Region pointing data

▶

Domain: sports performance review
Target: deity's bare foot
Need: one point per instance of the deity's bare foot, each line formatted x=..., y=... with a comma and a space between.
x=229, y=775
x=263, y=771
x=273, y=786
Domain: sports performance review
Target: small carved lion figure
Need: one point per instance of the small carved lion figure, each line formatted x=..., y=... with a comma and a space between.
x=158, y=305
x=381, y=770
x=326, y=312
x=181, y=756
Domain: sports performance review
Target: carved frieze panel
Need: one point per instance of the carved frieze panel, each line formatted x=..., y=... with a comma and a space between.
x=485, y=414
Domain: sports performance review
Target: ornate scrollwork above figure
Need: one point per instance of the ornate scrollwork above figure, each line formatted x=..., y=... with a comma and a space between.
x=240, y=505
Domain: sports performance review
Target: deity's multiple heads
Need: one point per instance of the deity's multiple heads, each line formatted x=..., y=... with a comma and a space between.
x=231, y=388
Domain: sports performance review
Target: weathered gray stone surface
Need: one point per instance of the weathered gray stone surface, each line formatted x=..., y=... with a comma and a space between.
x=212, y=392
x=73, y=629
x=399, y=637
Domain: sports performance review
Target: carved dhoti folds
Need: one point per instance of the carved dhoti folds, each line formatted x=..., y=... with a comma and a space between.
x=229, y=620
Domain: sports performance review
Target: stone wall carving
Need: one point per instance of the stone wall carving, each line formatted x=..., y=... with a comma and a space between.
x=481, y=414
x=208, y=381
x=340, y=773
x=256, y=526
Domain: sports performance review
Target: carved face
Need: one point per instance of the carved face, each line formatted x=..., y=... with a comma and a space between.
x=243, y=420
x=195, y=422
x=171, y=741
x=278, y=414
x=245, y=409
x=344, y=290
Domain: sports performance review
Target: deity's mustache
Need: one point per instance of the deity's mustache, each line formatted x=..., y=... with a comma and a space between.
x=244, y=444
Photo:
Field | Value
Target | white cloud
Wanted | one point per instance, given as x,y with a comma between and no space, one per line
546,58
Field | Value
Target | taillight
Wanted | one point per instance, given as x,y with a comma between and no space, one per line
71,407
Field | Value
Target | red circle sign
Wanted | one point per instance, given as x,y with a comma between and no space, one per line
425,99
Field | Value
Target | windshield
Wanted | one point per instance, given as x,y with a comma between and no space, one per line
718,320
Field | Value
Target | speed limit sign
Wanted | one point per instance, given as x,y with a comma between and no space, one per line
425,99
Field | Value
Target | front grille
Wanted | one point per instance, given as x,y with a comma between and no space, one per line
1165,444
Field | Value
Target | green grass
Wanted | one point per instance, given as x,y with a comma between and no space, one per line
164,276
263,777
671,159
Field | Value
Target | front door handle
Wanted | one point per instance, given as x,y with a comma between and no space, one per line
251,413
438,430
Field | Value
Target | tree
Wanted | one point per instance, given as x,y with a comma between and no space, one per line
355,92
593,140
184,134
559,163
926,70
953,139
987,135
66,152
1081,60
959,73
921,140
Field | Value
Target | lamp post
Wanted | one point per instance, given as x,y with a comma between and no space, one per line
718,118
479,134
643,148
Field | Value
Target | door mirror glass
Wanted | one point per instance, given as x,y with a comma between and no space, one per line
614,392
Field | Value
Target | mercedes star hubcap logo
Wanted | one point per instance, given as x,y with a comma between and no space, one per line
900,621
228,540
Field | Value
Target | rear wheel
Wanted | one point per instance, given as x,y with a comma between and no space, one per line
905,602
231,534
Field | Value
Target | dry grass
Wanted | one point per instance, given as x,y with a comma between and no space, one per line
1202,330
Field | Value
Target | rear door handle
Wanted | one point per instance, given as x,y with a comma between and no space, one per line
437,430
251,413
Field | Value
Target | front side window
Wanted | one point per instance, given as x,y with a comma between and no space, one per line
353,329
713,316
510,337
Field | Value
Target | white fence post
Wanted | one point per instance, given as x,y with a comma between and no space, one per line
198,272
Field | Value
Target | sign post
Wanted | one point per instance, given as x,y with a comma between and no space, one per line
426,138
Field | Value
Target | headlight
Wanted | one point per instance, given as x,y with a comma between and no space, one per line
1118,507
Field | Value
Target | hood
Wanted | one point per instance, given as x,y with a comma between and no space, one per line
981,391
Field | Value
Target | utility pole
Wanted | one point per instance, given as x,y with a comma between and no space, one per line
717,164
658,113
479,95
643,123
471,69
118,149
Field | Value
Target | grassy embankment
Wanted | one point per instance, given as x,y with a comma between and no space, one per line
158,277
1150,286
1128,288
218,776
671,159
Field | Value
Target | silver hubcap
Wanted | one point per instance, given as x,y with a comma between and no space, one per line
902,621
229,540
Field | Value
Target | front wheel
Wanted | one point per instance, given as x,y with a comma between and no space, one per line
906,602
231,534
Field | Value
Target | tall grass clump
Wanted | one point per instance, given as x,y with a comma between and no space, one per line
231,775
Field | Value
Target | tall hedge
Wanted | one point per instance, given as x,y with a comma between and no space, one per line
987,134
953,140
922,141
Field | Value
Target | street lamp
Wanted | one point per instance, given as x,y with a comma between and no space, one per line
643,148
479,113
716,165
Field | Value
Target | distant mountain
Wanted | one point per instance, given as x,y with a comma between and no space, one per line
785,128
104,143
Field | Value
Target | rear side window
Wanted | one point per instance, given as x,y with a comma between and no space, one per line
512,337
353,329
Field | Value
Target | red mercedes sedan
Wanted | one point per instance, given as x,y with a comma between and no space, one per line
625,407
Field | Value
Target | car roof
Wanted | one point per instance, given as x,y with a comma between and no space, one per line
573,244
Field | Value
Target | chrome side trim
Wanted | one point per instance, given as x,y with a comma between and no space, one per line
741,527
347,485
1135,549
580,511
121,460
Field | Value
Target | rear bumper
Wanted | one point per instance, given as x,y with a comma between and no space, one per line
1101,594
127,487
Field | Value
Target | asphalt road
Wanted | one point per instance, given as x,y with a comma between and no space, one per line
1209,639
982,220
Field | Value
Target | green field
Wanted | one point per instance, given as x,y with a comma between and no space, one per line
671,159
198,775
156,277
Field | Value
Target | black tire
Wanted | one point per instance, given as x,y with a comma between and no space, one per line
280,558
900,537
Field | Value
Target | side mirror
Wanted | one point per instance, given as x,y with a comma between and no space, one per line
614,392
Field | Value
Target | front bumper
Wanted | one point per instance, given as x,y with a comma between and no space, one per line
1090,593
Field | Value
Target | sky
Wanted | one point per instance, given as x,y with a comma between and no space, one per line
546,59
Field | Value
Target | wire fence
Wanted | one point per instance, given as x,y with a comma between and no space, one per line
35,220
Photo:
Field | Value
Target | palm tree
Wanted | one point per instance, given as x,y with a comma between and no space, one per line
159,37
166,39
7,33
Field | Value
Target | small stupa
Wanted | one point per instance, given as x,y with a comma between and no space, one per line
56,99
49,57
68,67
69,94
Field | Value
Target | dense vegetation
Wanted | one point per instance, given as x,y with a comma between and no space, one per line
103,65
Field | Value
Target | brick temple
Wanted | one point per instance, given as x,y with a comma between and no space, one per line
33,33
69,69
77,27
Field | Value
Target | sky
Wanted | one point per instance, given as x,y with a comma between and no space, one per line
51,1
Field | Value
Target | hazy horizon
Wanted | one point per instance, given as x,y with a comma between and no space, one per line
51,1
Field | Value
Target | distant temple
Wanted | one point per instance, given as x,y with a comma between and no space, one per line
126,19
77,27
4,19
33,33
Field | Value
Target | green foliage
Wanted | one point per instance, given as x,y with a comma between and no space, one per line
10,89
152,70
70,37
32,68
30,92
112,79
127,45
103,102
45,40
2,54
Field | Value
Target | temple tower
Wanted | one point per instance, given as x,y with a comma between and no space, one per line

◀

_Problem to solve_
Output the records above precisely.

_Task output_
Domain: sports performance review
Target: deity's bare foot
Need: one point per instance of the deity's bare foot, each line formatted x=..., y=... with a comma and a space between.
x=229, y=775
x=263, y=771
x=273, y=786
Domain: sports performance review
Target: small carved lion figure
Need: one point per instance of the small carved lion figure, each line formatted x=..., y=... with a comma and a space between.
x=158, y=305
x=381, y=770
x=326, y=312
x=181, y=756
Domain: sports performance review
Target: carved frieze panel
Need: one point per instance of the carved frieze panel, each line formatted x=..., y=... with a comma and a space between.
x=485, y=414
Domain: sports performance review
Target: ornate scrollwork above figure
Need: one point per instance of the ornate scrollwork above figure, each line formatted x=..., y=... with a comma and a space between.
x=240, y=505
Domain: sports performance review
Target: deity's multiple heads
Need: one point per instance of the deity's multiple heads, each line formatted x=..., y=... with a comma and a space between.
x=231, y=388
Domain: sports performance review
Target: weathered gray stone surface
Need: one point per instance of the weathered gray stone surface, each line formatted x=..., y=... with a comma and a space between.
x=212, y=392
x=73, y=629
x=399, y=637
Domain: sports performance review
Target: carved dhoti folds
Need: one point per instance of the carved dhoti folds, each line formatted x=..., y=... with a comma and a space between.
x=229, y=620
Domain: sports performance review
Target: stone wall carving
Need: one point per instance of the stone wall carving, each line formatted x=..., y=... with a comma and a space between.
x=481, y=414
x=208, y=381
x=340, y=773
x=256, y=526
Domain: sports performance review
Target: carved face
Need: one point per instance of the carved face, each line formatted x=..., y=... with a comma and a space between.
x=243, y=420
x=195, y=422
x=171, y=741
x=278, y=414
x=245, y=409
x=344, y=290
Domain: sports performance review
Target: deity's mustache
Need: one point per instance of the deity's mustache, each line formatted x=..., y=... with a comma and a space between.
x=244, y=444
Photo:
Field | Value
Target | white cloud
Wanted | one point per instance, given as x,y with a comma between and no space, one per line
546,58
Field | Value
Target | taillight
Wanted | one point per instance, given as x,y with a comma between and no space, one per line
71,407
Field | Value
Target | red circle sign
Wanted | one point per instance, given as x,y with a comma between and no space, one per line
425,99
Field | Value
Target | windshield
Wanted | one point per instance, given as x,y with a comma between and no space, one per line
718,320
Field | Value
Target | speed limit sign
Wanted | one point per instance, given as x,y with a comma between and no space, one per line
425,99
Field | Value
Target | front grille
Wanted | one point per instance, given as x,y with a comma between and no space, one per line
1165,444
Field | Value
Target | green grass
Wanted | one point per instance, given as x,y with a comma between and no space, one per line
164,276
263,777
671,159
Field | Value
Target | front door handle
Wanted | one point per instance, given as x,y with a comma between and no space, one per line
251,413
438,430
Field | Value
Target | tree
Wanted | one point per instance, given as x,y with a comma between and no space, one per line
355,92
593,140
184,134
559,163
926,70
953,139
987,135
66,152
1081,60
959,73
921,140
Field | Value
Target | lamp post
Wanted | one point per instance, given as x,y with a comma between and no space, one per line
718,118
479,134
643,148
Field | Value
Target | door mirror glass
Wanted | one point per instance, given as x,y with a comma between and no space, one per line
614,392
Field | Value
Target | mercedes star hubcap logo
Wanted | one point per instance, given as x,y with a comma between and no space, one per line
900,621
228,540
Field | Value
Target | rear wheel
Wanted | one point per instance, given as x,y with a comma between and no space, one per line
905,602
231,534
Field | Value
Target | dry grass
Wanted | one point per instance, given as x,y with a comma between and no space, one per line
1202,330
Field | Value
Target | rear door handle
Wanted | one point per instance, given as x,y with a comma between and no space, one per line
437,430
251,413
Field | Value
Target | front side window
Wanted | one point per instance, given as x,y with a comma between and no space, one per line
353,329
713,316
510,337
Field | Value
Target | white fence post
Wanted | one point per instance, given as x,y with a comma between and no space, one per line
198,272
Field | Value
Target | sign post
Wanted | one point per instance, given as x,y with a comma between and no space, one per line
426,138
Field | Value
Target | headlight
Wanted | one point per instance, given as x,y with a comma between and no space, one per line
1118,507
Field | Value
Target | hood
Wanted | one point per instance, given as x,y with a comma between and no space, one per line
981,391
Field | Value
Target | utility pole
Wanted | one point per instance, given as x,y with a comma between and no space, one per line
717,164
658,113
479,95
643,123
471,69
118,149
Field | Value
Target | grassy embankment
Wanted | one point per instance, given as x,y with a comma between and no space, one per line
158,277
1150,286
1128,288
218,776
671,159
Field | Value
Target | silver hubcap
Wanted | one point per instance, given as x,y with a comma between and no space, one per line
902,621
229,540
Field | Value
Target | front wheel
Wanted | one point per instance, given as x,y with a comma between and no space, one per line
906,602
231,534
Field | Value
Target | tall grass clump
Wanted | one point per instance, given as x,y with a comma between and no space, one per line
231,775
Field | Value
Target | tall hedge
Wanted | one point per instance, given as x,y with a comma between and no space, one per line
987,134
953,140
922,141
Field | Value
Target | street lamp
Wanted | one point per instance, given as x,y with a comma between and no space, one per line
643,148
479,113
716,165
Field | Value
Target | distant mountain
Wanted | one point per instance, given as x,y with a comma between and no space, one per line
785,128
104,143
Field | Value
Target | rear side window
Wanted | one point per instance, given as x,y with a comma between and no space, one per line
512,337
353,329
Field | Value
Target | red mercedes sedan
Wanted | one point per instance, given as x,y with a comma between and no space, one per line
625,407
Field | Value
Target | car roof
Wanted | one point per instance, given as x,y with a comma between and no space, one per line
573,244
Field | Value
Target | chrome side trim
Wanted | one point per instance, given as x,y with a comma between and no space, one per line
741,527
347,485
1135,549
580,511
121,460
Field | Value
Target | rear bumper
Wanted | one point per instance, given as x,y with a comma between and no space, one per line
1101,594
127,487
Field | Value
Target | asphalt road
Wanted | one point per instance, given as x,y with a comma between and no space, one per line
1209,639
982,220
Field | Value
Target | green field
Wanted | one point per instance, given as x,y with a comma between and no space, one per line
671,159
198,775
156,277
Field | Value
Target | black tire
Wanted | one point per instance, given as x,y with a comma between and no space, one per line
280,558
900,537
Field | Value
Target | side mirror
Wanted | one point per instance, given as x,y with a comma between and no space, one per line
614,392
Field | Value
Target | front bumper
Wanted | one point per instance, given as x,y with a comma between and no space, one per line
1090,593
Field | Value
Target | sky
Wanted | one point per instance, given as x,y with a comma between and no space, one per line
546,59
Field | Value
Target | wire fence
Wanted | one point per instance, given as x,y with a comma between and no space, one per line
35,220
Photo:
Field | Value
Target | palm tree
Wanted | one point per instance, given as x,y with a comma between and no space, one per line
159,37
166,39
7,33
Field | Value
Target | small stupa
Wanted | one point per instance, given as x,y with a comma between and no space, one per line
56,99
49,57
68,67
69,94
Field | Value
Target | dense vegetation
Wanted | one point per instance, given as x,y with a comma between and no space, one per line
103,65
Field | Value
Target | brick temple
Wanted | one point per instance, given as x,y with a comma between and no space, one per line
33,33
69,69
77,27
Field | Value
Target | sky
Wanted | one point per instance, given as x,y with a comma between and no space, one per line
51,1
Field | Value
Target | hazy horizon
Wanted | one point per instance, given as x,y with a comma between and no space, one per line
51,1
Field | Value
Target | distant temple
Wanted | one point per instance, given as x,y with a comma between and no space, one per line
126,19
77,27
4,19
33,33
Field | Value
Target | green foliage
Wanted | one point per instance, given as x,y with a comma between and no space, one per line
10,89
152,70
70,37
32,68
30,92
112,79
127,45
103,102
45,40
2,54
Field | Value
Target | temple tower
Wanted | one point per instance, given as x,y with a comma between and no space, one per line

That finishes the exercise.